- **Tugas Latihan 1**
Dalam kutipan dokumen tentang puasa lintas tradisi, apa tujuan ritual puasa di Jawa menurut tulisan Clifford Geertz (1964)?
- **Tugas Latihan 2**
Teruskan kutipan dokumen tentang puasa lintas tradisi, dimulai setelah kalimat terakhir yang tercantum.

- **Kutipan Dokumen**
• • • • • • •
Sabtu, 17 April 2021

 

Puasa Lintas Tradisi

Ahmad Najib Burhani ; Profesor Riset di LIPI (Lembaga Ilmu Pengetahuan Indonesia)

KOMPAS, 17 April 2021

 

 

                                                           

Puasa merupakan praktik menahan atau membatasi diri, seperti dari makanan dan minuman, yang dilakukan oleh berbagai tradisi dalam masyarakat dunia sejak dulu kala. Puasa bisa bermotif agama, budaya, kesehatan, politik, atau lainnya.

 

Di Jawa, seperti ditulis Clifford Geertz (1964), puasa merupakan ritual yang banyak dilakukan masyarakat dari seluruh tingkatan kelas dengan tujuan ”untuk kekuatan dan intensitas spiritual”. Melalui ritual puasa, seseorang akan bisa meningkatkan kesaktian, kekuatan spiritual, atau kemampuan supranaturalnya.

 

Pada masyarakat kuno tertentu, puasa dilakukan sebagai cara untuk membersihkan diri, sebagai persiapan untuk menerima kekuatan gaib, atau cara agar kekuatan atau potensi yang sudah ada pada diri seseorang bisa lebih kuat dan bisa dibangkitkan atau ditampilkan keluar (Tamney 1980). Puasa jenis ini biasanya dilakukan oleh seorang pangeran beberapa waktu sebelum dinobatkan atau dikukuhkan menjadi raja.

 

Puasa, dalam konteks di atas, dipandang sebagai simbol kematian dan kelahiran kembali. Pada saat pelaksanaan puasa akan terjadi proses purifikasi terhadap berbagai kotoran dan keburukan yang ada pada diri manusia sehingga seusai puasa orang tersebut seperti terlahir kembali di dunia dalam kondisi bersih. Pada saat puasa pula, kekuatan positif dan berbagai potensi diri akan dibangkitkan sehingga pelakunya akan siap dengan tanggung jawab dan beban baru seusai puasa, seperti menjadi raja atau pimpinan masyarakat.
• • • • • • •
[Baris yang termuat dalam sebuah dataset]
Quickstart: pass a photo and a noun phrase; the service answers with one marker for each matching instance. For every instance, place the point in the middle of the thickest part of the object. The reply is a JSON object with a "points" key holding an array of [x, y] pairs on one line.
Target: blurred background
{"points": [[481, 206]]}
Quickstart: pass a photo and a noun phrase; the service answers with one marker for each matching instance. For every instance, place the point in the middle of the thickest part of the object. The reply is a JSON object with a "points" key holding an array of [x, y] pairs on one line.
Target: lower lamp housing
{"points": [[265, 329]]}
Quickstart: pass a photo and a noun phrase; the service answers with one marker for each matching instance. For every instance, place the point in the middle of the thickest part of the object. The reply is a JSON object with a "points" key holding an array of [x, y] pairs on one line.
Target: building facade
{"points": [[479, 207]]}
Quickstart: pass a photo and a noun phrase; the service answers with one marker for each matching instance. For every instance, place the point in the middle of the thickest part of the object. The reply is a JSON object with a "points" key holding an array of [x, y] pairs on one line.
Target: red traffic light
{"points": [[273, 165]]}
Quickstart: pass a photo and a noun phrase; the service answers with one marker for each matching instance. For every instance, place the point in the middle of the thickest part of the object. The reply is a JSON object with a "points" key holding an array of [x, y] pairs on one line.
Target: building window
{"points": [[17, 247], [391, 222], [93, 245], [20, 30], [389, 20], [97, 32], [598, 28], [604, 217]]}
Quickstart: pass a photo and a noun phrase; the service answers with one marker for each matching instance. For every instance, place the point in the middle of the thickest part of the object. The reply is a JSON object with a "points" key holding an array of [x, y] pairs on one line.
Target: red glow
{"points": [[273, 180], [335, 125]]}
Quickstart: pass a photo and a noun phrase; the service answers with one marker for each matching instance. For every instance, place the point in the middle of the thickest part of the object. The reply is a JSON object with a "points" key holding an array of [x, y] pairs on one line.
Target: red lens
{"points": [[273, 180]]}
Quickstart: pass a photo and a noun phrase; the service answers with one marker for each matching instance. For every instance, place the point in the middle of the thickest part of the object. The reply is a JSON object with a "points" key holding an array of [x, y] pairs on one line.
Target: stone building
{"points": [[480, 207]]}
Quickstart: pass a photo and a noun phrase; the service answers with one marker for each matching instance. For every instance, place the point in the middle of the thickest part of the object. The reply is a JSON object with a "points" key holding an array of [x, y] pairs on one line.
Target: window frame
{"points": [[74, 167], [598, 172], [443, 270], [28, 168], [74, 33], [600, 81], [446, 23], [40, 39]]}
• • • • • • •
- **Hasil 1**
Untuk kekuatan dan intensitas spiritual.

- **Hasil 2**
Meski ada beberapa irisan, makna puasa dalam tradisi masyarakat kuno dan masyarakat Jawa di atas tak sepenuhnya sama dengan tradisi puasa yang dilakukan pada beberapa agama besar. Dalam tradisi agama-agama, puasa kadang dimaknai sebagai upaya pertobatan terhadap dosa-dosa yang pernah dilakukan atau sebagai bentuk ketaatan terhadap perintah Tuhan atau sebagai upaya mengontrol diri dan hawa nafsu.

 

Dalam Islam, misalnya, banyak orang melakukan puasa, termasuk di luar bulan Ramadhan, dengan tujuan untuk kesalehan atau mendekatkan diri kepada Allah. Dalam bahasa Al Quran, tujuan diwajibkan melaksanakan puasa adalah agar para pelakunya mencapai derajat takwa atau menjadi muttaqin (Q 2:183).

 

Selain beberapa bentuk pemaknaan di atas, masyarakat modern akan memberikan pemaknaan yang berbeda lagi terhadap puasa. Umumnya, pemaknaan ini lebih bersifat rasional ataupun sekuler. Puasa dilakukan agar pelakunya, misalnya bisa mengontrol diri, nafsu, dan fisiknya secara lebih baik. Oleh karena itu, kemudian dikenal adanya jenis puasa dalam tradisi kesehatan dengan sebutan ”diet”. Kadang, puasa dimaknai secara sosial sebagai upaya agar pelakunya bisa merasakan penderitaan atau kelaparan yang dialami oleh orang fakir miskin.

 

Puasa bisa juga dilakukan dengan tujuan politik tertentu. Ini, misalnya, terjadi dengan hunger strike atau puasa sebagai bentuk protes terhadap kebijakan pemerintah yang dirasa tidak adil atau tak bisa diterima. Melakukan protes dengan cara berpuasa ini kadang dilakukan ketika protes dengan suara sudah tak lagi didengarkan. ”Menyiksa diri” dengan melakukan puasa menjadi lebih ekspresif dan kadang memiliki appeal yang lebih tinggi daripada doa atau protes dengan cara berteriak.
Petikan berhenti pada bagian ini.